**Items listed in a dataset:**
BEGIN

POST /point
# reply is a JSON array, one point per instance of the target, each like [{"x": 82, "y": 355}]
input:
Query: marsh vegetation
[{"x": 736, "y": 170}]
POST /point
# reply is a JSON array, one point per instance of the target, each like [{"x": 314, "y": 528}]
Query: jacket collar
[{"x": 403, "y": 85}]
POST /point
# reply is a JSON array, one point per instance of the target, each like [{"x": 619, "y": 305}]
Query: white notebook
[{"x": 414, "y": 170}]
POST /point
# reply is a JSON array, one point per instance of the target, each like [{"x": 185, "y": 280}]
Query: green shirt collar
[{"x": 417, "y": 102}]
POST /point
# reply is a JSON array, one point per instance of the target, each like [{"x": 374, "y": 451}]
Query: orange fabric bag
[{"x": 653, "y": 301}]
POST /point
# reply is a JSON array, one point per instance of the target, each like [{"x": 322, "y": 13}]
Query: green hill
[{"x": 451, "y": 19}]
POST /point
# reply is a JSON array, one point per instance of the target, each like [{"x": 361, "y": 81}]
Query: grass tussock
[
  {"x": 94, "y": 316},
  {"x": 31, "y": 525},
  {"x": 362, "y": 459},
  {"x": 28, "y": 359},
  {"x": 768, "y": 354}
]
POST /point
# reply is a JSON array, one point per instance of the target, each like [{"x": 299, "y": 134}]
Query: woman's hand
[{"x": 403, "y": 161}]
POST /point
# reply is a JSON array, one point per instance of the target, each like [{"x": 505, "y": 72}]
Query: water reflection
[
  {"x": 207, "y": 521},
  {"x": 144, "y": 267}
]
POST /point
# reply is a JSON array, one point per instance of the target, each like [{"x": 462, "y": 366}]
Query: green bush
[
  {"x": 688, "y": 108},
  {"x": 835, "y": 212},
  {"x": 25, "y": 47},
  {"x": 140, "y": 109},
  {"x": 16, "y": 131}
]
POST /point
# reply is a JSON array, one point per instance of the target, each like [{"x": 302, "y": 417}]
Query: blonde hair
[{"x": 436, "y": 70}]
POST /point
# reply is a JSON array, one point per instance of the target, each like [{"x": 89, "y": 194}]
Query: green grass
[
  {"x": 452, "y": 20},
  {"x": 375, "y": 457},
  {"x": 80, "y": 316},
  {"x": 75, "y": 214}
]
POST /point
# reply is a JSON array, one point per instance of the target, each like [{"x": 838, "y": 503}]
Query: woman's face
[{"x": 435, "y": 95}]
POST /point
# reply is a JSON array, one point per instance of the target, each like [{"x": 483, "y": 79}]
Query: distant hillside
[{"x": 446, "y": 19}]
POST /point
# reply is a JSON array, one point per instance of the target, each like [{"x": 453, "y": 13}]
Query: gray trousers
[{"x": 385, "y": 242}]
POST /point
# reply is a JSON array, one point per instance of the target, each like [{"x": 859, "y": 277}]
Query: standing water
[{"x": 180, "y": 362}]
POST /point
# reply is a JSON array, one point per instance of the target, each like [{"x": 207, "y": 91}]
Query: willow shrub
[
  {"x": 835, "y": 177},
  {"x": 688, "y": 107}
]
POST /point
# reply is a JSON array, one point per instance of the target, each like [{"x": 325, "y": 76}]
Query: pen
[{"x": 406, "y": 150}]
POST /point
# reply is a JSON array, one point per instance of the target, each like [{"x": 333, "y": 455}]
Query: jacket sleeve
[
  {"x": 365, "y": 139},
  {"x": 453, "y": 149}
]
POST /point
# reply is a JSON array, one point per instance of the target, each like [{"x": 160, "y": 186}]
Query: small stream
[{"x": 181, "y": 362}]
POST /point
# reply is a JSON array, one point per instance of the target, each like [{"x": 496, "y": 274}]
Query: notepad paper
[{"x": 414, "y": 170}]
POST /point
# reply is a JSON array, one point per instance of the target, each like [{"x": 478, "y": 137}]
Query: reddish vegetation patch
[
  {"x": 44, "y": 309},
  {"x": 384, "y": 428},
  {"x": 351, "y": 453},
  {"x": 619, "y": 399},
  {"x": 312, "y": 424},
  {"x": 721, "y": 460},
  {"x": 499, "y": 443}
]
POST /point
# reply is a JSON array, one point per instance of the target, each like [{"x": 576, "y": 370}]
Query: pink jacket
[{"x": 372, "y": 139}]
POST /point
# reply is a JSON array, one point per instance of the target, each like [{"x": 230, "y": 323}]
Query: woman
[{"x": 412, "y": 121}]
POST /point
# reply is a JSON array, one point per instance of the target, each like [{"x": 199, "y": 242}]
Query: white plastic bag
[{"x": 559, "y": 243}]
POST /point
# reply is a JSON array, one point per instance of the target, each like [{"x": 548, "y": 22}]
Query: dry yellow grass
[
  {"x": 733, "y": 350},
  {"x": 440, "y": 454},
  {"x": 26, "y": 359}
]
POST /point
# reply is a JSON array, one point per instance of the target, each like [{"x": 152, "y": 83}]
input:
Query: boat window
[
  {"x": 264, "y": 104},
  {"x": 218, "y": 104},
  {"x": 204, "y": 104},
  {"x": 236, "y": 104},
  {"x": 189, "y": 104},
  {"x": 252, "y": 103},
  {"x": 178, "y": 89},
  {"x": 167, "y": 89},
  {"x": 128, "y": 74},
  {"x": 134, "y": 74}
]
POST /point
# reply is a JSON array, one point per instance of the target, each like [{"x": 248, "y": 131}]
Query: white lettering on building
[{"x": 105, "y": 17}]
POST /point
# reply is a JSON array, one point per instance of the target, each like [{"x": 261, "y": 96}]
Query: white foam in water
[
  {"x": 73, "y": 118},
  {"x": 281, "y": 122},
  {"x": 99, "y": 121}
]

END

Please repeat every entry, exactly as it was written.

**Task solution:**
POST /point
# reply is a JSON array, one point per instance of the target, each like [{"x": 82, "y": 355}]
input:
Query: marsh vegetation
[{"x": 736, "y": 170}]
POST /point
# reply is a JSON array, one point per instance of the target, each like [{"x": 314, "y": 528}]
Query: jacket collar
[{"x": 403, "y": 85}]
POST /point
# reply is a JSON array, one point per instance of the target, each like [{"x": 619, "y": 305}]
Query: white notebook
[{"x": 414, "y": 170}]
POST /point
# reply is a JSON array, one point per instance of the target, each like [{"x": 185, "y": 280}]
Query: green shirt collar
[{"x": 417, "y": 102}]
POST /point
# reply is a JSON array, one point per instance of the target, each like [{"x": 374, "y": 451}]
Query: orange fabric bag
[{"x": 653, "y": 301}]
POST /point
# reply is a JSON array, one point per instance of the target, each like [{"x": 322, "y": 13}]
Query: green hill
[{"x": 451, "y": 19}]
POST /point
# reply is a JSON array, one point per instance of the target, each like [{"x": 361, "y": 81}]
Query: grass tussock
[
  {"x": 94, "y": 316},
  {"x": 31, "y": 525},
  {"x": 362, "y": 459},
  {"x": 28, "y": 359},
  {"x": 768, "y": 354}
]
POST /point
# reply is a JSON array, one point per instance of the target, each like [{"x": 299, "y": 134}]
Query: woman's hand
[{"x": 403, "y": 161}]
POST /point
# reply is a JSON array, one point per instance of the target, each like [{"x": 505, "y": 72}]
Query: water reflection
[
  {"x": 207, "y": 521},
  {"x": 144, "y": 267}
]
POST /point
# reply is a JSON array, one point per instance of the target, each like [{"x": 462, "y": 366}]
Query: green bush
[
  {"x": 688, "y": 108},
  {"x": 835, "y": 212},
  {"x": 25, "y": 47},
  {"x": 140, "y": 109},
  {"x": 16, "y": 131}
]
POST /point
# reply is a JSON array, one point per instance of the target, each like [{"x": 302, "y": 417}]
Query: blonde hair
[{"x": 436, "y": 70}]
POST /point
# reply is a JSON array, one point per instance of the target, each like [{"x": 89, "y": 194}]
Query: green grass
[
  {"x": 452, "y": 20},
  {"x": 375, "y": 457},
  {"x": 80, "y": 316},
  {"x": 75, "y": 214}
]
POST /point
# reply is a JSON array, one point per instance of the target, each like [{"x": 838, "y": 503}]
Query: woman's face
[{"x": 435, "y": 95}]
POST /point
# reply is a JSON array, one point per instance of the target, each like [{"x": 483, "y": 79}]
Query: distant hillside
[{"x": 446, "y": 19}]
POST /point
# reply is a JSON array, one point per instance of the target, each like [{"x": 453, "y": 13}]
Query: gray trousers
[{"x": 385, "y": 242}]
POST /point
# reply is a JSON array, one point per instance of the target, each like [{"x": 859, "y": 277}]
Query: standing water
[{"x": 180, "y": 362}]
POST /point
# reply is a JSON array, one point per instance of the target, each like [{"x": 207, "y": 91}]
Query: willow shrub
[
  {"x": 835, "y": 177},
  {"x": 688, "y": 107}
]
POST /point
# reply is a JSON array, one point per instance of the target, each like [{"x": 325, "y": 76}]
Query: pen
[{"x": 406, "y": 150}]
POST /point
# reply is a JSON array, one point per instance of the target, each like [{"x": 333, "y": 455}]
Query: jacket sleeve
[
  {"x": 365, "y": 139},
  {"x": 453, "y": 149}
]
POST /point
# reply is a JSON array, one point per instance of the target, each like [{"x": 160, "y": 186}]
Query: small stream
[{"x": 181, "y": 362}]
POST /point
# reply is a JSON array, one point per instance of the target, each like [{"x": 496, "y": 274}]
Query: notepad paper
[{"x": 414, "y": 170}]
POST /point
# reply is a JSON array, one point per instance of the target, each like [{"x": 478, "y": 137}]
Query: reddish vegetation patch
[
  {"x": 44, "y": 309},
  {"x": 384, "y": 428},
  {"x": 351, "y": 453},
  {"x": 619, "y": 399},
  {"x": 312, "y": 424},
  {"x": 721, "y": 460},
  {"x": 499, "y": 443}
]
POST /point
# reply is a JSON array, one point per instance of the target, each like [{"x": 576, "y": 370}]
Query: pink jacket
[{"x": 372, "y": 139}]
POST /point
# reply is a JSON array, one point per instance of the target, each like [{"x": 230, "y": 323}]
Query: woman
[{"x": 412, "y": 121}]
POST /point
# reply is a JSON array, one point per instance of the target, each like [{"x": 199, "y": 242}]
Query: white plastic bag
[{"x": 559, "y": 243}]
POST /point
# reply is a JSON array, one point per instance of the target, each like [{"x": 548, "y": 22}]
Query: dry yellow grass
[
  {"x": 733, "y": 350},
  {"x": 440, "y": 454},
  {"x": 26, "y": 359}
]
POST /point
# reply is a JSON array, one point per instance of the target, each like [{"x": 152, "y": 83}]
input:
Query: boat window
[
  {"x": 264, "y": 104},
  {"x": 218, "y": 104},
  {"x": 204, "y": 104},
  {"x": 236, "y": 104},
  {"x": 189, "y": 104},
  {"x": 252, "y": 103},
  {"x": 178, "y": 89},
  {"x": 167, "y": 89},
  {"x": 128, "y": 74},
  {"x": 134, "y": 74}
]
POST /point
# reply is a JSON array, one point per instance of the target, each like [{"x": 248, "y": 131}]
Query: white lettering on building
[{"x": 105, "y": 17}]
POST /point
# reply is a JSON array, one point per instance of the target, each like [{"x": 261, "y": 96}]
Query: white foam in water
[
  {"x": 73, "y": 118},
  {"x": 281, "y": 122},
  {"x": 99, "y": 121}
]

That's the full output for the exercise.